Each line of the entries that mentions the string "pumpkin" needs to be reported.

Referring expression pointing data:
-- Opening Marker --

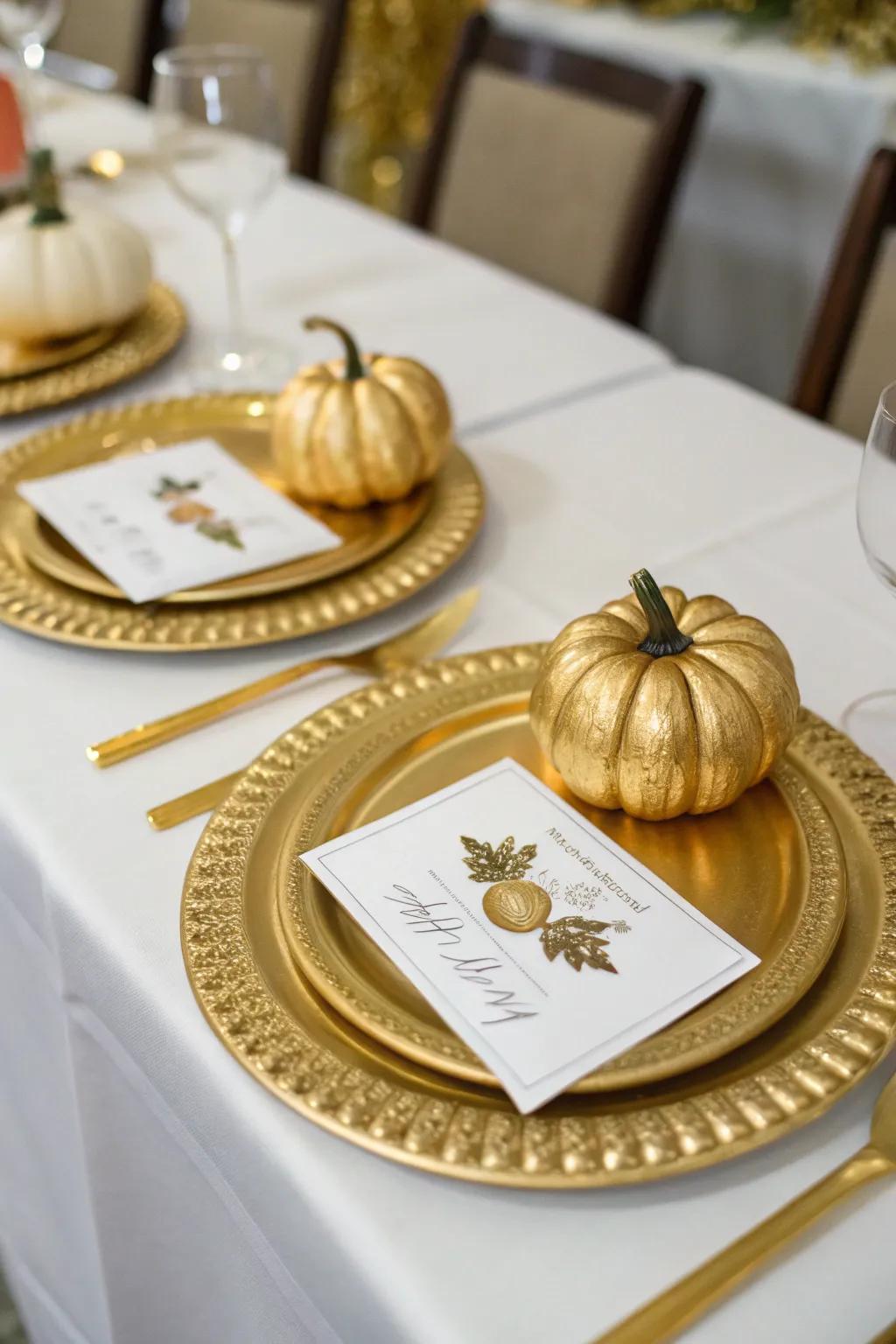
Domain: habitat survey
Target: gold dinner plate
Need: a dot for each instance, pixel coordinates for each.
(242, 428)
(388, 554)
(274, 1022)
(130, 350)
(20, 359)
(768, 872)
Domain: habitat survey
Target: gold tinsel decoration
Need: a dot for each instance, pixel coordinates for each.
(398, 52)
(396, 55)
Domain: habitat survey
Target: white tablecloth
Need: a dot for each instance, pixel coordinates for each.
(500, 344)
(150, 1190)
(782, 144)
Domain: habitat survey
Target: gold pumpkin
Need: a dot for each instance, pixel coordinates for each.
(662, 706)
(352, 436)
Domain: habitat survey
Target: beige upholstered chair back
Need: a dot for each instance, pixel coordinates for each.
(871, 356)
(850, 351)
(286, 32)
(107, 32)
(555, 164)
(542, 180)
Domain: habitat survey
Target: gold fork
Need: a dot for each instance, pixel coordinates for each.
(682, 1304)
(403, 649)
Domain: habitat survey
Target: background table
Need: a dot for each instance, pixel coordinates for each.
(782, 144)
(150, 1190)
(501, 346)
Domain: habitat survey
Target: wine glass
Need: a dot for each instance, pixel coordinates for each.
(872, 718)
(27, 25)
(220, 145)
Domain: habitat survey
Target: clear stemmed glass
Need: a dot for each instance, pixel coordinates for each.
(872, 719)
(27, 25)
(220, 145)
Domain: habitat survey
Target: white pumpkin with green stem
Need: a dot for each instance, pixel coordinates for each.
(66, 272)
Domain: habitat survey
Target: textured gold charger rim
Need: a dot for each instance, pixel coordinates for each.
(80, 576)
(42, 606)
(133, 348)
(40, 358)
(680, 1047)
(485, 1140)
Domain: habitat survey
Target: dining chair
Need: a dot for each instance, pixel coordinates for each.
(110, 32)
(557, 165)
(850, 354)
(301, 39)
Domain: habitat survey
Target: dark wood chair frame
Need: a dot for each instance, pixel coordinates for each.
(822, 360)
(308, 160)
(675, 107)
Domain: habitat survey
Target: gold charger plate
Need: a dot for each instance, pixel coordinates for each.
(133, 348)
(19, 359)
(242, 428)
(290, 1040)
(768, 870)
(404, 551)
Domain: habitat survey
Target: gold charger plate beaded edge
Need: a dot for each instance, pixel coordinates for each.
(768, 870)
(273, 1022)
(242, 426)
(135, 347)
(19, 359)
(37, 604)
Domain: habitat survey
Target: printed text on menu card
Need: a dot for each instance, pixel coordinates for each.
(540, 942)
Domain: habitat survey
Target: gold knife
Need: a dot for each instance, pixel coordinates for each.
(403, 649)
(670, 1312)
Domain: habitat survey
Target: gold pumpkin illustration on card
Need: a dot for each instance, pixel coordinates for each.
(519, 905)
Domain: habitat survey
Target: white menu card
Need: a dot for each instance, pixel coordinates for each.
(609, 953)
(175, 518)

-- Closing Marker --
-- Opening Marker --

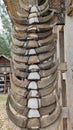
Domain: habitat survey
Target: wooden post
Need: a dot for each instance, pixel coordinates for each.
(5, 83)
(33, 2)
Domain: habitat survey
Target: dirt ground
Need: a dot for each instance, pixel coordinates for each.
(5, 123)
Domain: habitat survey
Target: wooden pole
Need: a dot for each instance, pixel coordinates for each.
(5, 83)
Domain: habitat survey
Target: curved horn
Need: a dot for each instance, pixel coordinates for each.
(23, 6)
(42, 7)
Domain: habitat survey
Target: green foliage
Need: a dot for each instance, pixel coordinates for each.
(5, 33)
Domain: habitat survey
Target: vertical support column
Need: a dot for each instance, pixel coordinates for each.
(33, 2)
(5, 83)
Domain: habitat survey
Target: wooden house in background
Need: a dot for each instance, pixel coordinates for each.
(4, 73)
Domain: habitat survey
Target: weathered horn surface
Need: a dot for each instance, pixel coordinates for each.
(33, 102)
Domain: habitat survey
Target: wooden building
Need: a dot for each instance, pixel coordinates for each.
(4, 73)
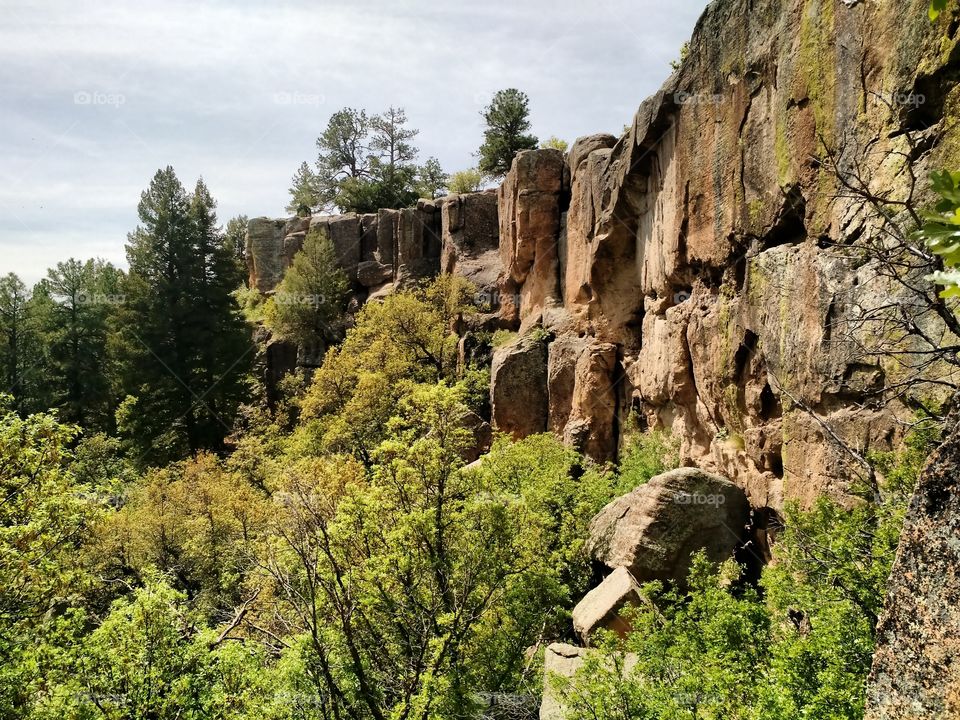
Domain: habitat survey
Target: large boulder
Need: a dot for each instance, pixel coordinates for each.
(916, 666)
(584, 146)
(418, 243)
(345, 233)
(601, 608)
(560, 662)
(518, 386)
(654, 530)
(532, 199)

-- Closing Marker --

- **Expected answer**
Target: gold pumpkin
Target: white pumpkin with green stem
Target: gold pumpkin illustration on card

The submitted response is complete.